**JOB:**
Please rewrite the records from the line with "Can you find the bare" through the last line of the records, both ends included, requests and all. Shift every coordinate in the answer points by -142, and leave the numbers in the requests and their format samples as they are.

• • • •

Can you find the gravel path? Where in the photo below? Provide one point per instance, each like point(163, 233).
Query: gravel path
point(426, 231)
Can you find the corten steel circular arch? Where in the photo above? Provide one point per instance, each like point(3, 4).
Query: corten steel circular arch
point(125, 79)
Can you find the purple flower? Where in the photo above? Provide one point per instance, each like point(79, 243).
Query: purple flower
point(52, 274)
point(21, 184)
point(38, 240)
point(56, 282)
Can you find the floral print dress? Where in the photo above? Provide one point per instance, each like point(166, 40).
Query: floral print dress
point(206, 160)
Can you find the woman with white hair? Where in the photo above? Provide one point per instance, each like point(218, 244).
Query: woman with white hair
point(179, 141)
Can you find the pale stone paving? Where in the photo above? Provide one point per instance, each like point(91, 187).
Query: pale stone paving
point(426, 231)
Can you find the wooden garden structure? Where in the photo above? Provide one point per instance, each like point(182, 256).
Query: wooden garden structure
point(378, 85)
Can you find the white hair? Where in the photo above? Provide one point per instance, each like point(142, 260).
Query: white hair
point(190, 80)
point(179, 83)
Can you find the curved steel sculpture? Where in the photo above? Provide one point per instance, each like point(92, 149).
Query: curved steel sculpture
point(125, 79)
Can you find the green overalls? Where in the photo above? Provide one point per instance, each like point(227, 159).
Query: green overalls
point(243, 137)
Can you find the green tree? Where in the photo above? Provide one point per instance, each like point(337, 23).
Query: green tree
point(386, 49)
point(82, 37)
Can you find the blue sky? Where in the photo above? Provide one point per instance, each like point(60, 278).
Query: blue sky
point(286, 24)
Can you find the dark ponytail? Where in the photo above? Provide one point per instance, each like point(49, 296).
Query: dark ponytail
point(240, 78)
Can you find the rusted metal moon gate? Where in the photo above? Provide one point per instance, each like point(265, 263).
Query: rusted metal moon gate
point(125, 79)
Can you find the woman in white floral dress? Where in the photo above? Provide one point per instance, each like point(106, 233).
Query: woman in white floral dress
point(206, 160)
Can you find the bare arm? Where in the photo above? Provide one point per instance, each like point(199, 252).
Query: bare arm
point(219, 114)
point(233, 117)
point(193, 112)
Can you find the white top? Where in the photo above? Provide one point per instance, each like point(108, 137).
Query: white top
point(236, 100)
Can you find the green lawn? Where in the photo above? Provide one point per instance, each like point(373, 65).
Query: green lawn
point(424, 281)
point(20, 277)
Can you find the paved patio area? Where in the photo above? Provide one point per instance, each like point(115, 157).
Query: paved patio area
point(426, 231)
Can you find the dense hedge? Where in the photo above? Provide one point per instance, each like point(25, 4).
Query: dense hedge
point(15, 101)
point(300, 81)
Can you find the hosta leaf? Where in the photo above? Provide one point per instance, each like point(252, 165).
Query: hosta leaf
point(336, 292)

• • • •

**EXPECTED OUTPUT:**
Can you find the bare arm? Where in the photo above? Provide one point per instance, each like point(199, 252).
Query: bare arm
point(77, -28)
point(91, -25)
point(51, -30)
Can you find the white top? Where in the photo above? Provide one point per instance, each like point(108, 137).
Query: white top
point(94, -42)
Can you find the green lawn? Where in the photo above? Provide one point per instance, each like point(373, 65).
Query: green lawn
point(282, 139)
point(-122, 135)
Can you find the paved patio area? Where in the photo above? Provide one point per instance, each like point(115, 157).
Query: paved patio area
point(284, 89)
Can you find the dense hedge? Where in the photo above? Provide one point per instance, each like point(25, 4).
Query: dense hedge
point(-127, -41)
point(158, -61)
Can you find the hosta leaf? Where in the photo above? Provide one point per instance, each like point(252, 165).
Query: hosta leaf
point(194, 150)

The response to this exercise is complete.